→ Directions
Starting at the line that has "reads [[920, 1020]]." and stopping after the line that has "[[479, 394]]", write out the records below in full. Give only those lines, and scale each answer coordinate by 2.15, rounding to whole numbers with halves going up, while leaving the sample coordinates unchanged.

→ The records
^^^^
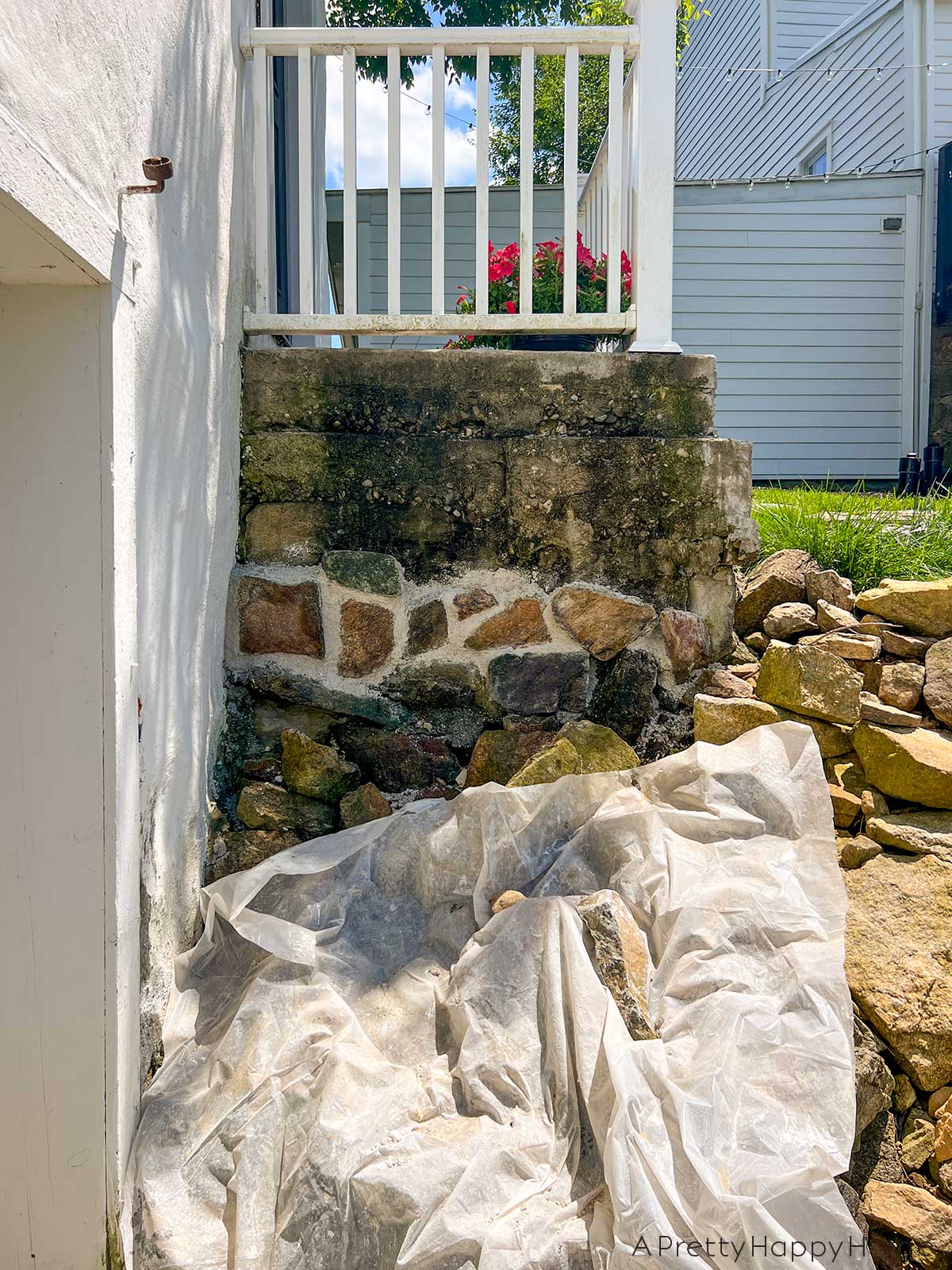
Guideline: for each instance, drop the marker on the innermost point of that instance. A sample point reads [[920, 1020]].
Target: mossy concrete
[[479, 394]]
^^^^
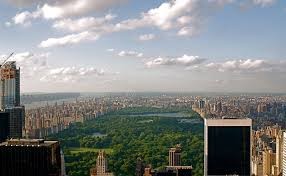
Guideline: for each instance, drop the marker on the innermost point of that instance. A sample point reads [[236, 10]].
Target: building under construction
^^^^
→ Exercise answer
Guideline: for each instance, drop the marker on the innermost point of that instance. A sample point reads [[920, 1020]].
Target: mossy concrete
[[1030, 847]]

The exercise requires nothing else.